» Gegeven tekst:

Bij tussenarrest heeft het Hof een voorshands oordeel gegeven ten gunste van appellante en geïntimeerde daarbij in de gelegenheid gesteld tegenbewijs te leveren tegen dat oordeel. Geïntimeerde laat in dat kader een drietal getuigen horen. In de memorie na enquête beroept geïntimeerde zich voor het eerst in de gehele procedure (in eerste aanleg en hoger beroep) op de toepasselijkheid van algemene voorwaarden, bij wijze van verweer tegen de vordering van appellante.
Het Hof staat dit nieuwe verweer niet toe: “Het beroep op de toepasselijkheid van algemene voorwaarden ligt naar het oordeel van het hof niet in het verlengde van eerder ingenomen stellingen maar is een geheel nieuw verweer tegen de eigendomsaanspraken van [appellante] dat door [geïntimeerde] niet eerder in de memorie van antwoord (noch overigens in eerste aanleg) is gevoerd”.

» Te maken opdrachten:
1. Geef voor elke bewering aan of ze klopt met de tekst over het hofarrest: ja of nee, met de doorslaggevende woorden uit die tekst letterlijk aangehaald. (a) Geïntimeerde liet drie getuigen horen. (b) Geïntimeerde had zich in eerste aanleg al op algemene voorwaarden beroepen. (c) Het Hof stond het nieuwe verweer toe.
2. In welk processtuk doet geïntimeerde volgens de tekst over het hofarrest voor het eerst een beroep op algemene voorwaarden?
3. Schrijf een vervolg op de tekst over het hofarrest, te beginnen na de laatste zin.

» Opgeslagen gegevens:
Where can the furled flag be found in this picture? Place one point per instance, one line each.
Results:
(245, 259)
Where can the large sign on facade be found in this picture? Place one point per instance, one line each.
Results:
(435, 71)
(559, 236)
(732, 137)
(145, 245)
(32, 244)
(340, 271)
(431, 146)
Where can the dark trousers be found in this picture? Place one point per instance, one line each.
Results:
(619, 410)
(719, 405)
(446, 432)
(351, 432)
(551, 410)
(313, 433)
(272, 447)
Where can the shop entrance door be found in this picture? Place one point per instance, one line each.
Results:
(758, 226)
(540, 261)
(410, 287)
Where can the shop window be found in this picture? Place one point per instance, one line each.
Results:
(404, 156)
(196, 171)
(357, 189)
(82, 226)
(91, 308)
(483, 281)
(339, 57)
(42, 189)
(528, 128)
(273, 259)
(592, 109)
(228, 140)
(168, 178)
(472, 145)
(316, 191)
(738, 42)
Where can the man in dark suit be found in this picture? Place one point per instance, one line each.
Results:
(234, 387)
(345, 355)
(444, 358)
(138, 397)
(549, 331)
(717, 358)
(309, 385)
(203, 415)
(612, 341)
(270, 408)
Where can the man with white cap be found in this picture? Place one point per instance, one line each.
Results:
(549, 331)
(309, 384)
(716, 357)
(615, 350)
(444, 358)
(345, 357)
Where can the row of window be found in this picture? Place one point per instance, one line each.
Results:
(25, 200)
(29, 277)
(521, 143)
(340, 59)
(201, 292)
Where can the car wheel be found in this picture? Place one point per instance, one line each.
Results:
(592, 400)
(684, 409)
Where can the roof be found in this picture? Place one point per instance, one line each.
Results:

...

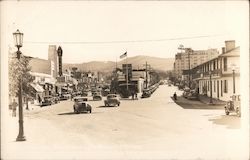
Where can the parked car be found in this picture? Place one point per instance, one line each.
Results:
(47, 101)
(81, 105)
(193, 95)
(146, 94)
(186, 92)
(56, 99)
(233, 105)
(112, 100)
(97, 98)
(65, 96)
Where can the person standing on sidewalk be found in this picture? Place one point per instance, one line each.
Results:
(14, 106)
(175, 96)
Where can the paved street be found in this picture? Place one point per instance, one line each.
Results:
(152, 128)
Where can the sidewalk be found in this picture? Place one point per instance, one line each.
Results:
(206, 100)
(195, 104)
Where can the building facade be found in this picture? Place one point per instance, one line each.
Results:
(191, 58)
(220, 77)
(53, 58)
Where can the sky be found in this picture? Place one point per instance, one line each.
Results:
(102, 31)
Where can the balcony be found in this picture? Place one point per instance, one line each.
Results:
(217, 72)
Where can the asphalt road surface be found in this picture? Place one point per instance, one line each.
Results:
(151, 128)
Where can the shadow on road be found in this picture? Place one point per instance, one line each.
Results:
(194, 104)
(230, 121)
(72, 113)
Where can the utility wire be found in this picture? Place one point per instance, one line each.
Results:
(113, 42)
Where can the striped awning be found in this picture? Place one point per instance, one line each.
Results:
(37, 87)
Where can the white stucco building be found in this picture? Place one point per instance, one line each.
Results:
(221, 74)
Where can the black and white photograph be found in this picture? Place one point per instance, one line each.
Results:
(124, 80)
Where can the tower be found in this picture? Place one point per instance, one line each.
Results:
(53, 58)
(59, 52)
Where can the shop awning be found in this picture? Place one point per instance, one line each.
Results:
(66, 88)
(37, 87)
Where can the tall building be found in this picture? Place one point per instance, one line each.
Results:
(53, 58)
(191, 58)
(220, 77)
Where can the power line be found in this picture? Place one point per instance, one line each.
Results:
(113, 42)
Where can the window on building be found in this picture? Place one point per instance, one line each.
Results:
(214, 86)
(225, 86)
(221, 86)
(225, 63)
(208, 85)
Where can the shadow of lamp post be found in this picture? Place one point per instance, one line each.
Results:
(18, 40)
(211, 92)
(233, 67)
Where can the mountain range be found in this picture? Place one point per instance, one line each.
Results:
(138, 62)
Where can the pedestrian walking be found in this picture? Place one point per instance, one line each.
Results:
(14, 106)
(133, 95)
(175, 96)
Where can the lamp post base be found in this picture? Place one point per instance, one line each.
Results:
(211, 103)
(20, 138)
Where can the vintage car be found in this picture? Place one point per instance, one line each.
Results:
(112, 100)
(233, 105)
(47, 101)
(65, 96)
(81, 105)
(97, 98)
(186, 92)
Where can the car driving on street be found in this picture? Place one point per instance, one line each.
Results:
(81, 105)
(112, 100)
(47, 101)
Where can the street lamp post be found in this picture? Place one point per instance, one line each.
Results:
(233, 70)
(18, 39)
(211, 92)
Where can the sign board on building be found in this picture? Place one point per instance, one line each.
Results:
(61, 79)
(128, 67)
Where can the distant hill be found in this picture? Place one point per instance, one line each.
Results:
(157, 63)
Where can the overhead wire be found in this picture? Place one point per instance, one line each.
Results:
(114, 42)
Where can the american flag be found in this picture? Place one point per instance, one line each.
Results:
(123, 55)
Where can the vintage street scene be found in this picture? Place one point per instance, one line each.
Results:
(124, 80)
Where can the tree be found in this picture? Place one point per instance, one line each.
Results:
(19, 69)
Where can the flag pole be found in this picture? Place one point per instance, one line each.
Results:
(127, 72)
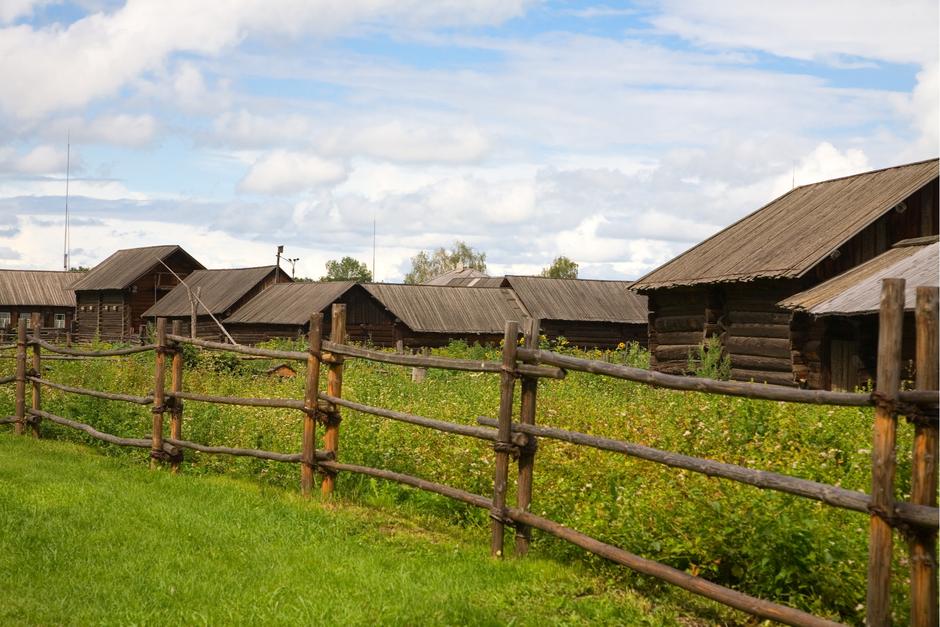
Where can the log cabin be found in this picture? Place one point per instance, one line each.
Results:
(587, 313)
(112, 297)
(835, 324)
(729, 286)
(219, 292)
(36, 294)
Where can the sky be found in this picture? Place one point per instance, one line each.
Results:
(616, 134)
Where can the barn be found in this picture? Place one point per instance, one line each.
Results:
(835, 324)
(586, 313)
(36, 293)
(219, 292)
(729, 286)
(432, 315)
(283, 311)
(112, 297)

...

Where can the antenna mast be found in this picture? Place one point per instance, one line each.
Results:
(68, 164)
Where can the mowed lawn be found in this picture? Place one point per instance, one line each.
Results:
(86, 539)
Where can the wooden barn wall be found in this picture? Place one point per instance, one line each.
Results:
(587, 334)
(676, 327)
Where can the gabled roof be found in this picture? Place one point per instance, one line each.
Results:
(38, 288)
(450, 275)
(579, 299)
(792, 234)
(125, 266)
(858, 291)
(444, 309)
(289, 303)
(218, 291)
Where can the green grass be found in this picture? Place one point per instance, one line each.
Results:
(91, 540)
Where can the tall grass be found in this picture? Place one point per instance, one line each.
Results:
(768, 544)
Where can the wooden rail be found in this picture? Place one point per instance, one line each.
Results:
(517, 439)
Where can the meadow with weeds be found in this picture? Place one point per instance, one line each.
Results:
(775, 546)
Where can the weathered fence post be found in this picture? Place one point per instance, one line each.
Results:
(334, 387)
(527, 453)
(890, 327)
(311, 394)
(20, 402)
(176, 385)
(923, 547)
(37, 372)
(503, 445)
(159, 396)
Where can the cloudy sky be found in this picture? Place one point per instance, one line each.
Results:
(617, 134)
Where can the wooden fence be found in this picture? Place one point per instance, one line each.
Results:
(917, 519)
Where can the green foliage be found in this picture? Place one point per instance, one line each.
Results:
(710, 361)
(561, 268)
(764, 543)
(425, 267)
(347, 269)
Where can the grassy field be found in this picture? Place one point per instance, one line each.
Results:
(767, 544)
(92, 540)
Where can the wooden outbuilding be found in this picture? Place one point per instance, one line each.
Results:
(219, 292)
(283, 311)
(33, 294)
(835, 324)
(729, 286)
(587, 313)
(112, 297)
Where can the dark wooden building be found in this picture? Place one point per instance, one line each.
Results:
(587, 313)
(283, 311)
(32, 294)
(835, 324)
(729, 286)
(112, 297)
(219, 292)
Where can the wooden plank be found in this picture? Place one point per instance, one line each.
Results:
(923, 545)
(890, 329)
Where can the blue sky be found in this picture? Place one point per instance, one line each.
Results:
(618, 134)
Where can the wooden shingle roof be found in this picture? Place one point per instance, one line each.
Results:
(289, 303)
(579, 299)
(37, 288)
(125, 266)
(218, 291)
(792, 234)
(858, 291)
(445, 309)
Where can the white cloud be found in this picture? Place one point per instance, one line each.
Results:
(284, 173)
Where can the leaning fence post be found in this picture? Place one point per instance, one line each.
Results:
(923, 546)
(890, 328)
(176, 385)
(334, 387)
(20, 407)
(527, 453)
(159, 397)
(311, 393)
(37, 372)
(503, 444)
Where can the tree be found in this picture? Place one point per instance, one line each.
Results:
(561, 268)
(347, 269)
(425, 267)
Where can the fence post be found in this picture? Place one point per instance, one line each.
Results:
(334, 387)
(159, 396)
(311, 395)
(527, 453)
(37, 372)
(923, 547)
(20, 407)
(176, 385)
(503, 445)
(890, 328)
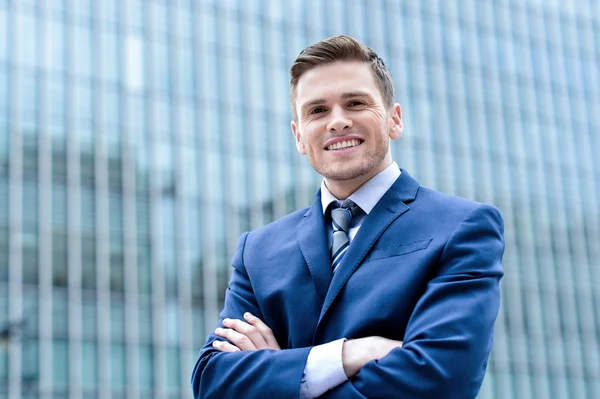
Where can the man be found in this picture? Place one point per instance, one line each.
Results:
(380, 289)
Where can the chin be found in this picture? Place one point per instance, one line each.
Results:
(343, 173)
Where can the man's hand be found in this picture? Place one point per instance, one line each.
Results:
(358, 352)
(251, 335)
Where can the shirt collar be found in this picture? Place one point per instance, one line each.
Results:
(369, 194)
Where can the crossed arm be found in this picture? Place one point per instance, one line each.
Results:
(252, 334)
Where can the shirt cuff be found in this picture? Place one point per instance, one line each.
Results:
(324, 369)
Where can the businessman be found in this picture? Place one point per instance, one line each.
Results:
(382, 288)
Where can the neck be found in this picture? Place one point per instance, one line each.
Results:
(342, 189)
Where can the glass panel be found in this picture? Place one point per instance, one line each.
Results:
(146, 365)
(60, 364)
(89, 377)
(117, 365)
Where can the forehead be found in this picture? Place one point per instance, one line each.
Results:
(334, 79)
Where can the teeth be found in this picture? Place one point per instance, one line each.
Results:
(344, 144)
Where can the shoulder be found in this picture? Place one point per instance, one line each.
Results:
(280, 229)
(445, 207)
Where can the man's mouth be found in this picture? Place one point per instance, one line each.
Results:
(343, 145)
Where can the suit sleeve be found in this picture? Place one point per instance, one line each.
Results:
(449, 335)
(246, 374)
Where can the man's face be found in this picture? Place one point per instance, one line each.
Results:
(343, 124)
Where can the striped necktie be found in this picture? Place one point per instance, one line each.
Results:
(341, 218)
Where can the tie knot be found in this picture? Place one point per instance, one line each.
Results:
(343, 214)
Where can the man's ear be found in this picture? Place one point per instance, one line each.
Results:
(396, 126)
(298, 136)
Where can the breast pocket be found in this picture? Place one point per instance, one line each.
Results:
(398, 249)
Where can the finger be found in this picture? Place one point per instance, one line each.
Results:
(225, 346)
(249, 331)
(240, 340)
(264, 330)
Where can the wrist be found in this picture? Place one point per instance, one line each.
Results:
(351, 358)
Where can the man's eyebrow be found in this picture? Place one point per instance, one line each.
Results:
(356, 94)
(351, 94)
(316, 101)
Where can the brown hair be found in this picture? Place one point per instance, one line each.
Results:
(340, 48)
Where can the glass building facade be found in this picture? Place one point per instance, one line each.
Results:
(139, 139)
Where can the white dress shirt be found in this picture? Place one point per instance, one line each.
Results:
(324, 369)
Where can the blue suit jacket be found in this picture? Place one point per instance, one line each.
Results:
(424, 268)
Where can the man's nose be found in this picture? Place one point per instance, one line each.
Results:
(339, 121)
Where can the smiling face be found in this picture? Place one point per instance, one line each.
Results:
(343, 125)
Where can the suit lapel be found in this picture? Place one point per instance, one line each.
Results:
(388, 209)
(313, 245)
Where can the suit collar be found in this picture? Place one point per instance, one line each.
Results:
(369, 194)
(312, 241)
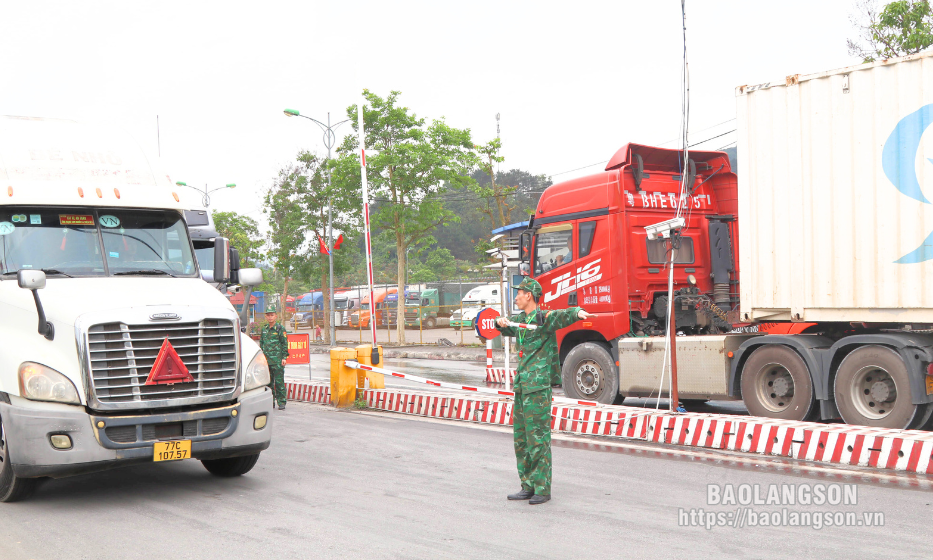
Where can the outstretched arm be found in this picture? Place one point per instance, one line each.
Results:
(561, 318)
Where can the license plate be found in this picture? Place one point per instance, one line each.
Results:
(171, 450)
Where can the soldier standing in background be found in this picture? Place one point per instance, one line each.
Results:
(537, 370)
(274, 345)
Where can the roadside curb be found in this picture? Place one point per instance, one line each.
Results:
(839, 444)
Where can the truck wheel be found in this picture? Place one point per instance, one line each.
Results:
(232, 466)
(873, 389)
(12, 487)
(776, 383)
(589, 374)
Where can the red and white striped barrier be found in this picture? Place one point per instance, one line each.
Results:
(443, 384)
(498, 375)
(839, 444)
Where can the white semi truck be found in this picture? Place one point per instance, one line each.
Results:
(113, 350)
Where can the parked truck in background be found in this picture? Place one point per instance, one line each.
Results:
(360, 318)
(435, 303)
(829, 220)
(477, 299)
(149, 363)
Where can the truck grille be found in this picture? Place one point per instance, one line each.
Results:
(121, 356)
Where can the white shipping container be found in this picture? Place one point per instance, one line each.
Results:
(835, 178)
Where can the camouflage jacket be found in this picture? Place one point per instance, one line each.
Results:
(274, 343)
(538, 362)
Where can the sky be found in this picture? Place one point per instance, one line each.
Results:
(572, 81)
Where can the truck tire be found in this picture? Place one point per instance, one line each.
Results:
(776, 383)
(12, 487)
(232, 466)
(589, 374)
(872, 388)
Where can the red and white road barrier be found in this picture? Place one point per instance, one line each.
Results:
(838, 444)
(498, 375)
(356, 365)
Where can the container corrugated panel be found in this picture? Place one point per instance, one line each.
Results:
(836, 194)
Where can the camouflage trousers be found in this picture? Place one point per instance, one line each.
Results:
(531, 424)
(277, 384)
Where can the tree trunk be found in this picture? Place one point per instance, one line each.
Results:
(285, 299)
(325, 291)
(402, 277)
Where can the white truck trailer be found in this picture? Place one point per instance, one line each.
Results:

» Uitgewerkte opdrachten:
1.
(a) Ja: "Geïntimeerde laat in dat kader een drietal getuigen horen."
(b) Nee: "beroept geïntimeerde zich voor het eerst in de gehele procedure (in eerste aanleg en hoger beroep) op de toepasselijkheid van algemene voorwaarden"
(c) Nee: "Het Hof staat dit nieuwe verweer niet toe"

2. In de memorie na enquête.

3.
Het Hof past hier de tweeconclusieregel toe. Deze regel, waarover ik al eerder schreef, brengt mee dat partijen in hun eerste processtuk in hoger beroep al hun grieven en weren moeten aanvoeren. Later aangevoerde grieven en weren moeten in beginsel buiten beschouwing worden gelaten (behoudens toestemming van de wederpartij of ‘nova’). Die regel staat er volgens vaste rechtspraak van ons hoogte rechtscollege echter niet aan in de weg dat een tijdig aangevoerde grief of tijdig aangevoerd verweer op een later moment in de procedure nader wordt uitgewerkt of gepreciseerd (zie bijvoorbeeld het arrest Beeldbrigade/Hulskamp). De latere stelling moet met andere woorden al in het partijdebat zoals dat wordt bepaald door de eerste memories besloten liggen. Of het gaat om (verboden) nieuwe grieven/weren, óf om (toegestane) uitwerking of precisering is een kwestie van uitleg door het Hof. Het Hof Den Bosch heeft hier – begrijpelijkerwijs – gemeend dat het beroep op de algemene voorwaarden geen uitwerking of precisering is, maar een zuiver nieuw verweer. Het verweer is daarom tardief.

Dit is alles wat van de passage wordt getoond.